### [DIRECTIONS]
Do not carry the pictures over; copy every other part of the entries exactly.

### [DATA FOR THIS TASK]
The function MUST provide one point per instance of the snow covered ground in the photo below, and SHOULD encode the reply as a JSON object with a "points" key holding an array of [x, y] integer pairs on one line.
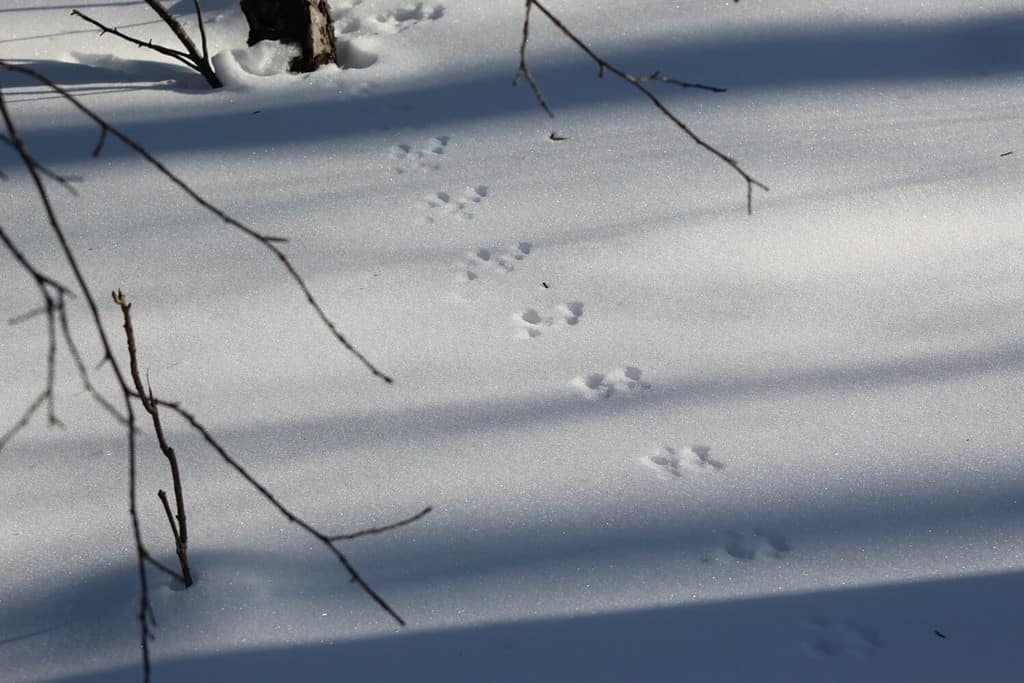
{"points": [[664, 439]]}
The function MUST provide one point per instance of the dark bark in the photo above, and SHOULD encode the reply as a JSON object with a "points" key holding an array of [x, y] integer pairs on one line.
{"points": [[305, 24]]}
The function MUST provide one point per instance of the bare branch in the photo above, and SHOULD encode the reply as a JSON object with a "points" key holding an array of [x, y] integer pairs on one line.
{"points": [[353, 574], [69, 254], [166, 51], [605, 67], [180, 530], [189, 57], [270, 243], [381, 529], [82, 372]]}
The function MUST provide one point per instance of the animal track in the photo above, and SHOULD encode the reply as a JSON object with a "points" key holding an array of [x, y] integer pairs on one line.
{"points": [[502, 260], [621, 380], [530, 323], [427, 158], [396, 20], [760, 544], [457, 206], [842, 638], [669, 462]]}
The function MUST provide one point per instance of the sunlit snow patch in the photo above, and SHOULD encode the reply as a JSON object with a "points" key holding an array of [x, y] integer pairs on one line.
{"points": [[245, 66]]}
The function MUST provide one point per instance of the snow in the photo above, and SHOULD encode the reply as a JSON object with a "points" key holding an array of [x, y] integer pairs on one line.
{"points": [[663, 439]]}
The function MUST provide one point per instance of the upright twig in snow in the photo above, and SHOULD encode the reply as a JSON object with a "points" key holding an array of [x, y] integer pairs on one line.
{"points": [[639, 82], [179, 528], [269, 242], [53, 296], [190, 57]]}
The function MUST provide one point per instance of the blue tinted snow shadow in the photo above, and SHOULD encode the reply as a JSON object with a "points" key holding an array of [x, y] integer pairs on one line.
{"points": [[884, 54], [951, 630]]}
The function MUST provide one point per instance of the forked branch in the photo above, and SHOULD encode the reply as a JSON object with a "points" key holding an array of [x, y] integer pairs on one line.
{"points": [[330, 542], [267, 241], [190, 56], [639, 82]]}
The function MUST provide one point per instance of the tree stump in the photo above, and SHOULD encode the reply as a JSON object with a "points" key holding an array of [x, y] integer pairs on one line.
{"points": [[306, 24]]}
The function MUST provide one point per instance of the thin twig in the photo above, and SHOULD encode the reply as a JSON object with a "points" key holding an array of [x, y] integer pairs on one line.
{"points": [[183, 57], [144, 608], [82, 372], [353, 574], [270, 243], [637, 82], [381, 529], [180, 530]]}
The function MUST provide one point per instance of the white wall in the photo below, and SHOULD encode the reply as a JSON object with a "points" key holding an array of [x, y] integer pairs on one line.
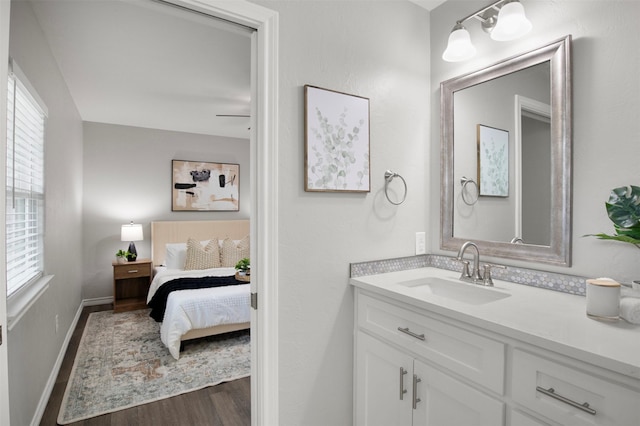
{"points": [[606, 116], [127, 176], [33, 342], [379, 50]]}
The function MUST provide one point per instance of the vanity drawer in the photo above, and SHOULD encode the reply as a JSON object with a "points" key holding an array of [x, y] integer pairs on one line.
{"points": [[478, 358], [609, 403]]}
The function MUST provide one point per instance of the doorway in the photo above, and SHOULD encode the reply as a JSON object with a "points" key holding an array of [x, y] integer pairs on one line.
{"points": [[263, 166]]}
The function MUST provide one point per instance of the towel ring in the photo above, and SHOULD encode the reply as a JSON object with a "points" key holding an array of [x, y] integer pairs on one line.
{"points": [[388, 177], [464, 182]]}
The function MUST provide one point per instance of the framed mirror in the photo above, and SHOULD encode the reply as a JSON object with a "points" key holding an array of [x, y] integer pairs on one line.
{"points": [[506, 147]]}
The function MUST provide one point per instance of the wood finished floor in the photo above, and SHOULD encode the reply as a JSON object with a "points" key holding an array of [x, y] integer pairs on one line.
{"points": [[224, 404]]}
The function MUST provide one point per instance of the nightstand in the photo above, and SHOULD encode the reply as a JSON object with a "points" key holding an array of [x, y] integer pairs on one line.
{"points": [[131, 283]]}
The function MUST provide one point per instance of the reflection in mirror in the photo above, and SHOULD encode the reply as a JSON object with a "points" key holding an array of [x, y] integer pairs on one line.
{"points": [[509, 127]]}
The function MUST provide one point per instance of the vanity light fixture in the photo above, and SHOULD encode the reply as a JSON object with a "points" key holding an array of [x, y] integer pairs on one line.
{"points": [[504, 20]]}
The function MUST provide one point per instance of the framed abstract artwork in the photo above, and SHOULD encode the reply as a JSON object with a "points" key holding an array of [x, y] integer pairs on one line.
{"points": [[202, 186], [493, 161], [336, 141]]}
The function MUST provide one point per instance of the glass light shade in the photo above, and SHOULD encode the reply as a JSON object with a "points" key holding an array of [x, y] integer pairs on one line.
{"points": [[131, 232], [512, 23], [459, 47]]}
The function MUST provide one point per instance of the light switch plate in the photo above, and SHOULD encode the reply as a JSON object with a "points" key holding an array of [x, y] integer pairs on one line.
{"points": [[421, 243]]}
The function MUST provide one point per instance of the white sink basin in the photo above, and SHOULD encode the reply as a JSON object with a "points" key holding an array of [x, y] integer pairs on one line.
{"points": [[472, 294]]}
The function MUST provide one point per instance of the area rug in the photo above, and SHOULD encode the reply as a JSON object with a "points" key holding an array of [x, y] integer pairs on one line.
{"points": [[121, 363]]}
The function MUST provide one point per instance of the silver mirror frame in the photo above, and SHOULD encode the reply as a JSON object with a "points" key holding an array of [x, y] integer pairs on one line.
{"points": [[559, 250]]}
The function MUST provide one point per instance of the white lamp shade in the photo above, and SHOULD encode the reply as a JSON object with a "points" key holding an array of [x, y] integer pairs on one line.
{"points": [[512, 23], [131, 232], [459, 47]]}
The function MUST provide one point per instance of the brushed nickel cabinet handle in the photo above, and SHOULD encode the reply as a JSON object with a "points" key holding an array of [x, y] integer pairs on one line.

### [SOLUTION TO THE EXERCISE]
The function MUST provide one point per instance of the snow covered ground in the photo below, and SHOULD encode the reply as a JSON object with a "points" key holding an array of [x, y] integer pairs on one line.
{"points": [[664, 439]]}
The function MUST provide one point per instance of the dark bark in the photo above, and SHOULD encode the reply as a JSON object with a "points" key holding an array of [x, y] integer pairs on one line.
{"points": [[305, 24]]}
The function MUST provide one point per instance of the bare branch in the photo above, and SHOULD encode the reply as a JSON object with a "points" key holding an array of [x, y] integer pairs on one line.
{"points": [[353, 574], [69, 254], [166, 51], [605, 67], [180, 530], [189, 57], [270, 243], [381, 529], [82, 372]]}
The function MUST provide one point per instance of the animal track in the photo above, and SHOULD encode the reply as a JSON object with a "points" key holding an array of [x, y] integer pairs on one line.
{"points": [[502, 260], [621, 380], [530, 323], [427, 158], [396, 20], [760, 544], [457, 206], [842, 638], [669, 462]]}
The function MUST provide one point per instance of the sunlit snow patch in the photo above, and SHOULD encode the reply as a JSON object with a "points" key holding an array of [x, y] integer pairs on one line.
{"points": [[245, 66]]}
The function MUST provide one point per instance of the snow in the photo above, and SHOULD encode the reply as a JSON object with a "points" key holding an array of [x, y] integer pairs on one line.
{"points": [[663, 439]]}
The function MUST provide one point per instance of the upright twig in snow in the photo above, and SHOULD encode the reply as a JSON object with a "points" key holding an array of [x, y] integer pairs on one line.
{"points": [[639, 82], [179, 528], [269, 242], [53, 296], [190, 57]]}
The function MUST provide one point per instance of the blue tinted snow shadow in the photo above, and SHOULD encode the reply as a JSON object with a "points" key holding an array of [x, y] integer pairs on one line.
{"points": [[884, 54], [951, 630]]}
The function MUST provide one point per instance of the forked branch in the photo above, and SHOULD encode the reply as a JSON object with a "points" key holding an array of [x, y] integer pairs on one line.
{"points": [[330, 542], [267, 241], [190, 56], [639, 82]]}
The function MUST provide one point per instance of the tree stump in the photo above, and SHOULD encode the reply as a JSON object with a "points" key holding an array of [x, y] integer pairs on one line.
{"points": [[306, 24]]}
The function MUST provide one point per instance of the thin twig in the photo above, and SHOULD encode the reply as a JSON object with a "points" key holding an array of [x, y] integer pairs on one line.
{"points": [[183, 57], [144, 608], [82, 372], [353, 574], [270, 243], [637, 82], [381, 529], [180, 530]]}
The function MUST provide one point per instance of the white wall in the photo below, and SHOULD encode the reply as a JSON object with a "points" key holding an array of [x, y] integer pairs on one line.
{"points": [[606, 116], [127, 176], [33, 342], [379, 50]]}
The function MUST provide one point per instance of the vanity drawer in the photo above, and SHOULD encode the reply as a JSON object with a "points" key holding an array of [x, y] integer pairs on one line.
{"points": [[478, 358], [609, 403]]}
The function MUST provide one point per instance of the doorway in the photo above, and SHOULD encode the reply as a JSON object with a "points" key holding an array of [x, y] integer pairs on one line.
{"points": [[263, 166]]}
The function MUST provide one point per instance of the towel ring in the photo above, and SHOULD encode the reply as a JSON object with a "points" key holding an array of [x, y] integer pairs on one line.
{"points": [[388, 177], [464, 182]]}
The function MUST provide one point per instance of the framed mirror in the photo above, and SHOULD encode the reply as a JSON object with a "points" key holding an array of [x, y] integer pairs on one line.
{"points": [[506, 147]]}
The function MUST provide one point per instance of the wood finished floor in the photo above, and SHOULD encode the reply as a JSON object with a "points" key holding an array of [x, y] integer pairs on one line.
{"points": [[224, 404]]}
The function MUST provide one point per instance of the nightstand in the photo above, and SHOULD encode the reply as a JSON object with a "points" key holding an array of [x, y] integer pairs on one line.
{"points": [[131, 283]]}
The function MUST provide one point per instance of the reflection in mirror in the photo above, and SHOULD encode the reply as a JSON object with a "points" key holding an array of [x, y] integer pairs on one line.
{"points": [[509, 127]]}
The function MUST provide one point per instance of the vanity light fixture in the photo above, and SHOULD encode the reply as a JSON object with a "points" key holding an array of [x, y] integer pairs on one line.
{"points": [[504, 20]]}
The function MUST provide one point per instance of the framed abstract artwork in the photo above, and SHOULD encode the reply as a JSON object with a "points" key holding an array of [x, y] integer pairs on one line.
{"points": [[202, 186], [493, 161], [336, 141]]}
The function MUST provide one point per instance of the glass light shade in the photo above, and SHOULD encode the reply as a JSON object with a "points" key holding an array of [x, y] integer pairs on one line.
{"points": [[131, 232], [512, 23], [459, 47]]}
The function MUST provide one point per instance of the light switch plate in the photo above, and SHOULD encode the reply as a JSON object with a "points" key holding an array of [x, y] integer pairs on one line.
{"points": [[421, 243]]}
The function MUST provide one point per instance of the white sink basin in the photo above, and SHOULD encode the reply as a JSON object with a "points" key holding an array of [x, y] integer pairs on one line.
{"points": [[472, 294]]}
The function MUST provide one point per instance of the area rug in the photo above, and SHOULD encode the reply as a JSON object with a "points" key holding an array of [x, y] integer pairs on one line.
{"points": [[121, 363]]}
The function MUST provide one point per instance of the silver mirror frame in the photo above, and SHOULD encode the reply as a JSON object with a "points" key holding an array of [x, y] integer pairs on one line.
{"points": [[559, 250]]}
The function MUST provide one point per instance of the white lamp shade in the photo above, and SHOULD encode the reply as a JSON object with a "points" key holding an array of [x, y] integer pairs on one line.
{"points": [[512, 23], [131, 232], [459, 47]]}
The function MUST provide one point per instance of the brushed nickel cabinet handle in the photo above, and SHOULD encode the reply as a JSON object with a "points" key holding an array of [x, y] integer pairs on one line.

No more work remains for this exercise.